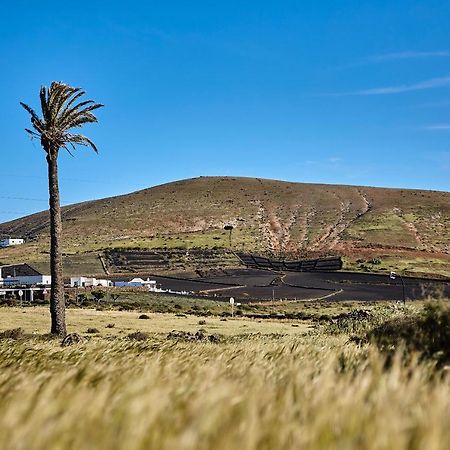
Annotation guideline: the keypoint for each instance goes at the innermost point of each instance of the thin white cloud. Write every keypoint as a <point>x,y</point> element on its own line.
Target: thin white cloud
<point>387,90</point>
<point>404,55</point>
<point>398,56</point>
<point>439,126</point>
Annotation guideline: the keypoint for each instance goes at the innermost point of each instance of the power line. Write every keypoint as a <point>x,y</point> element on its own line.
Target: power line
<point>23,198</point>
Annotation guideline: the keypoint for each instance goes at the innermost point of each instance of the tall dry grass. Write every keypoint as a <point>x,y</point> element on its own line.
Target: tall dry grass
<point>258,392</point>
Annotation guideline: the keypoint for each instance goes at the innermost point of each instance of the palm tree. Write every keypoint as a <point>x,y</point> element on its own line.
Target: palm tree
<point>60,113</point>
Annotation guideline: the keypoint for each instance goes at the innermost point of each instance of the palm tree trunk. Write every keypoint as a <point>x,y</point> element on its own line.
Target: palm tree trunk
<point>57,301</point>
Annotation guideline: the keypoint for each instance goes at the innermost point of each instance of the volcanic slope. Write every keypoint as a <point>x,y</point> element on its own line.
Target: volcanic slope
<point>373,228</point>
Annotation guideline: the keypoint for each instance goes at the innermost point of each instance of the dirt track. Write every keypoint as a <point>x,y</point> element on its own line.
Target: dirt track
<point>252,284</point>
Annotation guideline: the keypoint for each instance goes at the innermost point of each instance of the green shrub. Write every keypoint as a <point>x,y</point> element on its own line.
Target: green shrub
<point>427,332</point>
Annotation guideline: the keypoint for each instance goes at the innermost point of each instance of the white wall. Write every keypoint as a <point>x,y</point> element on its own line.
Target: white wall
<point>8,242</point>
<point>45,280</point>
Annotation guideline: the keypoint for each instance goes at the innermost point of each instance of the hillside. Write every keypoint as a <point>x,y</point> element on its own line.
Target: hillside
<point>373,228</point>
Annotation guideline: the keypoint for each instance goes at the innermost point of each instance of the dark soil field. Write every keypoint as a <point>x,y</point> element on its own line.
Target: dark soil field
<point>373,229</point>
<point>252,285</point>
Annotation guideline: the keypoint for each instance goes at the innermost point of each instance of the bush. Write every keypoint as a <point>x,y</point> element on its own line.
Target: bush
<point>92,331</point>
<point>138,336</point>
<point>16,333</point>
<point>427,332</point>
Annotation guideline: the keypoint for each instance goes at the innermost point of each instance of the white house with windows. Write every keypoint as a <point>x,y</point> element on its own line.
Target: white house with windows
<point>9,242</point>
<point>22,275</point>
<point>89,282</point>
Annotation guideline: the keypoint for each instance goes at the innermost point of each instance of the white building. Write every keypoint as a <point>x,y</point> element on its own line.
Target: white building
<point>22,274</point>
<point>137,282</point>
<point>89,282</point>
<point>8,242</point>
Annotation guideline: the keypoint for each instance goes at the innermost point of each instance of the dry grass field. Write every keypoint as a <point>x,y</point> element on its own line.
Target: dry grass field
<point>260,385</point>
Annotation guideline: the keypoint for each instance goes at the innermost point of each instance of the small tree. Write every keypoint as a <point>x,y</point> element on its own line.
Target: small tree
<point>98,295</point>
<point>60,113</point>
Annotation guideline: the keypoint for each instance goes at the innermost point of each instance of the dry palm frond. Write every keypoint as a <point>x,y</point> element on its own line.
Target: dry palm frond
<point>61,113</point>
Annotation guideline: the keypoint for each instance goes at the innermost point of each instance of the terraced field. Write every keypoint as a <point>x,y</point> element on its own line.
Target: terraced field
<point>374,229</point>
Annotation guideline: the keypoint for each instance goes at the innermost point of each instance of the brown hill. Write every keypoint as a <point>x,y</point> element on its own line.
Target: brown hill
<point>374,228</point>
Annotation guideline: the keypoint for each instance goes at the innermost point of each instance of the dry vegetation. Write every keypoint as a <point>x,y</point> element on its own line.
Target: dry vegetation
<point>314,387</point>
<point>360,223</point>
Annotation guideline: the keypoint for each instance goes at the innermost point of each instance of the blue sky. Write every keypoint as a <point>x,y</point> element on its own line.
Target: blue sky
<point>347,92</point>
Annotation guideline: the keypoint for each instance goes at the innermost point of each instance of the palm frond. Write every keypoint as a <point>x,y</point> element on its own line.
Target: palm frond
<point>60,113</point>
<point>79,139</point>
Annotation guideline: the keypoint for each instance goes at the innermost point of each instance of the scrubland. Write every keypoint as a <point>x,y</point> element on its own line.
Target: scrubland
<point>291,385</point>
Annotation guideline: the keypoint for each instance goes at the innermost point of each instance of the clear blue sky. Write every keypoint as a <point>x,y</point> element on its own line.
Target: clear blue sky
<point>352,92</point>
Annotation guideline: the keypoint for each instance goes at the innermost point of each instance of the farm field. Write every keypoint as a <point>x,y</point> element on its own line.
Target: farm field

***

**TASK INSTRUCTIONS**: Transcribe the material exactly, and leave out whatever pictures it holds.

**RESULT**:
Annotation guideline: the keypoint for each instance goes at the innermost point of each instance of the thin white cloud. Write every keypoint as a <point>x,y</point> element on its own line.
Target: thin white cloud
<point>387,90</point>
<point>404,55</point>
<point>398,56</point>
<point>439,126</point>
Annotation guideline: the keypoint for each instance goes at the innermost point of each instance of the power line. Write every keypoint as a <point>x,y</point> element on its own line.
Target: power line
<point>23,198</point>
Annotation guideline: the keypoint for each instance goes at the innermost point of each instance of the tall dry grass. Write every keypoint as a <point>x,y</point> element on its own line.
Target: tall dry grass
<point>258,392</point>
Annotation guideline: the keypoint for each instance goes at the innermost point of each instance of the palm tree. Write every keypoint as a <point>x,y</point> element on its own line.
Target: palm tree
<point>60,113</point>
Annotation guideline: the keypoint for each instance goes at the innermost point of each instance of the palm tree trunk. Write every keypoint as a <point>x,y</point> element on its own line.
Target: palm tree trunk
<point>57,301</point>
Annotation guideline: the keypoint for each instance goes at the innermost point of each instance of the volcanic slope. Write every keypoint as a <point>x,y</point> element on its own line.
Target: volcanic slope
<point>373,228</point>
Annotation guideline: the keypoint for each instance goes at the innermost point of each instance of the dirt track. Write every keypoint as a <point>x,y</point> element on its own line.
Target: dirt track
<point>252,284</point>
Annotation guideline: the keypoint for each instance goes at the innermost point of each instance of the green shrub. Write every keypoint as a <point>x,y</point> element on its own line.
Target: green shrub
<point>427,332</point>
Annotation guideline: the keypoint for each instance goes at the innermost point of each instance of the white wall. Write every keypoint as a <point>x,y</point> element on its own line.
Target: white wall
<point>8,242</point>
<point>45,280</point>
Annotation guideline: the keypoint for each instance goes at the innermost point of each instance of the hillside. Write every keypoint as a <point>x,y</point> element on its own line.
Target: hillside
<point>373,228</point>
Annotation guideline: the keypoint for each instance goes at the innermost point of each instance of the dark soil field. Write every keypoint as a <point>x,y</point> element on its own line.
Target: dark soil field
<point>373,229</point>
<point>252,285</point>
Annotation guideline: the keypoint for each instance goes at the innermost point of each instance of the bush. Write every keypoint as a <point>x,y</point> element on its own line.
Target: bush
<point>92,331</point>
<point>138,336</point>
<point>16,333</point>
<point>427,332</point>
Annotation guideline: the keypoint for each instance goes at the innermost point of each instance of the white house with windows. Write every keypoint as a <point>x,y</point> element on its own line.
Target: white house with windows
<point>9,242</point>
<point>22,275</point>
<point>89,282</point>
Annotation guideline: the keypoint for each instance goes at the innermost point of each instance of the white building. Write every keypoint as a <point>x,y</point> element on its own line.
Target: white building
<point>22,274</point>
<point>137,282</point>
<point>89,282</point>
<point>8,242</point>
Annotation guideline: the keypoint for each instance goes at the innermost point of each instance of the dry grass field. Write every keypoint as a <point>x,y</point> element on its own line.
Target: dry grass field
<point>260,385</point>
Annotation guideline: the keypoint for each instance goes at the innermost point of each instance of the small tree. Write every keypoint as a <point>x,y</point> element on its own line.
Target: small tree
<point>98,295</point>
<point>60,113</point>
Annotation guideline: the keypoint for each instance goes at the innermost point of each instance of the dry palm frond. Write every keypoint as a <point>x,y</point> element on its own line.
Target: dry palm frond
<point>61,113</point>
Annotation guideline: the keypoint for each instance goes at the innermost point of each instance of the terraced field. Write every keypoint as a <point>x,y</point> element on its own line.
Target: terraced field
<point>374,229</point>
Annotation guideline: the keypoint for each instance goes at the innermost point of each instance of the brown hill. Write every keypoint as a <point>x,y</point> element on its own line.
Target: brown hill
<point>374,228</point>
Annotation guideline: the keypoint for each instance goes at the innermost point of each instance of the dry vegetation. Write every keypoint as a <point>x,y</point> element on its own line.
Target: dry vegetation
<point>314,387</point>
<point>360,223</point>
Annotation guideline: the keypoint for each instance goes at the innermost point of each instance of the blue sky. Write every keypoint as a <point>x,y</point> element on its own line.
Target: blue sky
<point>347,92</point>
Annotation guideline: the keypoint for each instance goes at the innermost point of each instance of the palm frond. Write every keypoint as a <point>x,y</point> element on its own line.
Target: palm frond
<point>60,113</point>
<point>79,139</point>
Annotation guideline: the keypoint for each instance goes at the innermost point of each instance of the scrubland. Write every keypoint as a <point>x,y</point> element on its own line.
Target: scrubland
<point>291,385</point>
Annotation guideline: the keypoint for each instance goes at the innermost point of each instance of the clear blue sky. Write every keypoint as a <point>x,y</point> element on its own line.
Target: clear blue sky
<point>352,92</point>
Annotation guideline: the keypoint for each instance goes at the innermost point of each instance of the farm field. Write every keypoint as a <point>x,y</point> element on its own line.
Target: farm field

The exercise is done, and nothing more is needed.